_TRAVAIL À FAIRE_.
1) Dans le texte sur Soubise, réécrivez sous forme de liste courte le paragraphe qui commence par « Soubise, accusé de trahison », en gardant ses faits principaux.
2) Recopiez à l'identique les lignes du listing, de la ligne qui contient « Where can you find the thin » jusqu'à celle qui contient « pixel 94 55 », ces deux lignes comprises.

_TEXTE DU DOCUMENT_.
____________________
Pendant le siège de la Rochelle (1627-1628), Soubise ne parvient pas à convaincre la bourgeoisie rochelaise d'accepter les offres des Anglais. Il amène au secours de la ville la flotte commandée par Buckingham lui-même. Mais il règne si peu d'accord dans le parti protestant, que les Rochellois refusent de recevoir les vaisseaux anglais dans leur port. Il faut que Catherine de Parthenay, mère des Rohan, fasse d'autorité ouvrir une des portes de la ville, et qu'elle prenne son fils par la main pour l'introduire dans la Rochelle. Dès lors, Buckingham s'écarte de Soubise, prend le contrepied de ses conseils et perd la défense du port après quatre mois de défiance.
La défaite s'avérant honteuse et inévitable, Soubise s'enfuit en Angleterre, qu'il avait déjà visitée au printemps précédent[5]; en quête de secours, il y rencontre Charles Ier d'Angleterre, puis de nouveau lord Buckingham. Il échange quelques mots un peu forts avec le duc. Mais celui-ci est assassiné quelques heures après leur entrevue, poignardé par le fanatique John Felton (1595-1628).
Soubise, accusé de trahison par les familiers du duc et ses gens, ne doit d'avoir la vie sauve qu'aux aveux de Felton lui-même. Le roi Charles ordonne le départ d'une nouvelle flotte (sous les ordres du comte de Lindsey) mais celui-ci ne reconnaît pas l'autorité de Soubise et refuse de forcer le barrage bloquant le port et la fameuse digue construite par Richelieu. Cette entreprise téméraire étant le seul moyen de sauver la ville de la famine, la Rochelle se rend[4].
La mort en exil
Compris dans l'édit de pacification en faveur des Protestants, alors que les réformés se voient imposer la « paix de grâce » d'Alès le 28 juin 1629, qui leur retire le droit aux assemblées politiques, et toutes leurs anciennes places de sûreté, Soubise refuse de rentrer en France. Il demeure en Angleterre, rêvant de faire encore quelque descente en Bretagne, et envoyant toujours des espions vers la France. Il meurt en 1642, à Londres. Sans enfant, son titre de Soubise revient donc dans le douaire de son petit-cousin, François de Rohan (1630-1712).
Saint-Simon dit de lui[6] :
« M. de Soubise, frère de ce grand-duc de Rohan, ne fit parler de lui que par l'audace et l'opiniâtreté de ses continuelles défections, quoiqu'à la paix que le roi donna en 1626 aux huguenots il l'eût fait duc à brevet. On n'en ouït plus parler en France, depuis la prise de La Rochelle, et il mourut en Angleterre, sans considération, où il s'était retiré sans avoir été marié, vers 1641. »
____________________
_DONNÉES FOURNIES_.
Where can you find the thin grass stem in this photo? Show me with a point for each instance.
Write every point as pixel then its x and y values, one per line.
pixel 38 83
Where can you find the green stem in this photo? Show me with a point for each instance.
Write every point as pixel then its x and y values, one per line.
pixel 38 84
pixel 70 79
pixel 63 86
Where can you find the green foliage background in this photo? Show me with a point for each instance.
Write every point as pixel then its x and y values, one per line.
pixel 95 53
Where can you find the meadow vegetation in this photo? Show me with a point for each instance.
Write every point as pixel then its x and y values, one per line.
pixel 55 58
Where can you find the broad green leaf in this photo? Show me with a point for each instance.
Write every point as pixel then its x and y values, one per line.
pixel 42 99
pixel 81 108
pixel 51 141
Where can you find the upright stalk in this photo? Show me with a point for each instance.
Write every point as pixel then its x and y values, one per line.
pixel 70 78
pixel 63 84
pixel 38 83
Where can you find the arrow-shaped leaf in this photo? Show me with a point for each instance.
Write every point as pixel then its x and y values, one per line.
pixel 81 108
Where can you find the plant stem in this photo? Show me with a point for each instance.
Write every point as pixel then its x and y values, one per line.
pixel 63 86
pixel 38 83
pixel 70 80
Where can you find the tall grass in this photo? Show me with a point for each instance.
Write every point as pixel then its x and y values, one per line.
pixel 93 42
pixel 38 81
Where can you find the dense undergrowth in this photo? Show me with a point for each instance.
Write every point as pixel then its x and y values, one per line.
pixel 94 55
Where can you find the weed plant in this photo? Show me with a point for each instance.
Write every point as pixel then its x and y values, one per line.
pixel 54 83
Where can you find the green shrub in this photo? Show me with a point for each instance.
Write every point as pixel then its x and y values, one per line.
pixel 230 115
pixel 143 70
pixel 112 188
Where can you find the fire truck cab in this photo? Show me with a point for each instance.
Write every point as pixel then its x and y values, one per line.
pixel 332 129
____________________
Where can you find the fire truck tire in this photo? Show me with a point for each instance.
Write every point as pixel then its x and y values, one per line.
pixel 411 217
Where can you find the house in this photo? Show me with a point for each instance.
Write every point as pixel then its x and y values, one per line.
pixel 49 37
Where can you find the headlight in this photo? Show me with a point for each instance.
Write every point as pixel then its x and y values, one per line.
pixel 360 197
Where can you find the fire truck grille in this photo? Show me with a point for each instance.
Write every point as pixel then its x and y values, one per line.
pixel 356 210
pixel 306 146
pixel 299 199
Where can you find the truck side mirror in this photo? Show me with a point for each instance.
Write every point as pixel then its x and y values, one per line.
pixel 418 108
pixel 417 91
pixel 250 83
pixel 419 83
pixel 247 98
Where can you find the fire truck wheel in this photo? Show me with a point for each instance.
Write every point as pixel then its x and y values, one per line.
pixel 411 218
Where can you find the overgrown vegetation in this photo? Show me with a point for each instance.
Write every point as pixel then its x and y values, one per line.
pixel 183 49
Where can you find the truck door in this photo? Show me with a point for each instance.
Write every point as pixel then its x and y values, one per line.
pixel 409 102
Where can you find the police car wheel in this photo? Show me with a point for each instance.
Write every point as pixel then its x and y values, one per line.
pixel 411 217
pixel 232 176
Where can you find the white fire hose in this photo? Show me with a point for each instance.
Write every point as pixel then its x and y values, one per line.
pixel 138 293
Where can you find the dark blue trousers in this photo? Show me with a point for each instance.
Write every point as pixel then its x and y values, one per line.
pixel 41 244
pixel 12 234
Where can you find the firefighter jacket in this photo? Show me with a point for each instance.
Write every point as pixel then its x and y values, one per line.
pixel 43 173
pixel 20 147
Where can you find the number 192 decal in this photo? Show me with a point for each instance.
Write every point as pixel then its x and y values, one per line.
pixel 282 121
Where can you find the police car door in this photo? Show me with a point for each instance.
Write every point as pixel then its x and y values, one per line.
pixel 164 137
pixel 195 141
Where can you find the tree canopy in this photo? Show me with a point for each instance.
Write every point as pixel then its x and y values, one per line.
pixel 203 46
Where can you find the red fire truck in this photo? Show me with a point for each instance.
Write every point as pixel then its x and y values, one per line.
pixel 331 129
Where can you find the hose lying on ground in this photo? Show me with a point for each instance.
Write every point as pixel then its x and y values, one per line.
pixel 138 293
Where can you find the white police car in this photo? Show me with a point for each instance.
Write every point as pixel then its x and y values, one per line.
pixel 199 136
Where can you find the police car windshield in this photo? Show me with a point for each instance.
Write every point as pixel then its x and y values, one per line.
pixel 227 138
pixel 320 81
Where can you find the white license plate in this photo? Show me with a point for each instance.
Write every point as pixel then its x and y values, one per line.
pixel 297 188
____________________
_CORRIGÉ PAR EXERCICE_.
1)
- Les familiers du duc et ses gens accusent Soubise de trahison. Il n'a la vie sauve que grâce aux aveux de Felton.
- Le roi Charles envoie une nouvelle flotte, commandée par le comte de Lindsey.
- Lindsey ne reconnaît pas l'autorité de Soubise. Il refuse de forcer le barrage qui bloque le port et la digue construite par Richelieu.
- C'était le seul moyen de sauver la ville de la famine, et la Rochelle se rend.

2)
Where can you find the thin grass stem in this photo? Show me with a point for each instance.
Write every point as pixel then its x and y values, one per line.
pixel 38 83
Where can you find the green stem in this photo? Show me with a point for each instance.
Write every point as pixel then its x and y values, one per line.
pixel 38 84
pixel 70 79
pixel 63 86
Where can you find the green foliage background in this photo? Show me with a point for each instance.
Write every point as pixel then its x and y values, one per line.
pixel 95 53
Where can you find the meadow vegetation in this photo? Show me with a point for each instance.
Write every point as pixel then its x and y values, one per line.
pixel 55 58
Where can you find the broad green leaf in this photo? Show me with a point for each instance.
Write every point as pixel then its x and y values, one per line.
pixel 42 99
pixel 81 108
pixel 51 141
Where can you find the upright stalk in this photo? Show me with a point for each instance.
Write every point as pixel then its x and y values, one per line.
pixel 70 78
pixel 63 84
pixel 38 83
Where can you find the arrow-shaped leaf in this photo? Show me with a point for each instance.
Write every point as pixel then its x and y values, one per line.
pixel 81 108
Where can you find the plant stem in this photo? Show me with a point for each instance.
Write every point as pixel then its x and y values, one per line.
pixel 63 86
pixel 38 83
pixel 70 80
Where can you find the tall grass in this photo? Show me with a point for each instance.
Write every point as pixel then its x and y values, one per line.
pixel 93 42
pixel 38 81
Where can you find the dense undergrowth in this photo? Show me with a point for each instance.
Write every point as pixel then its x and y values, one per line.
pixel 94 55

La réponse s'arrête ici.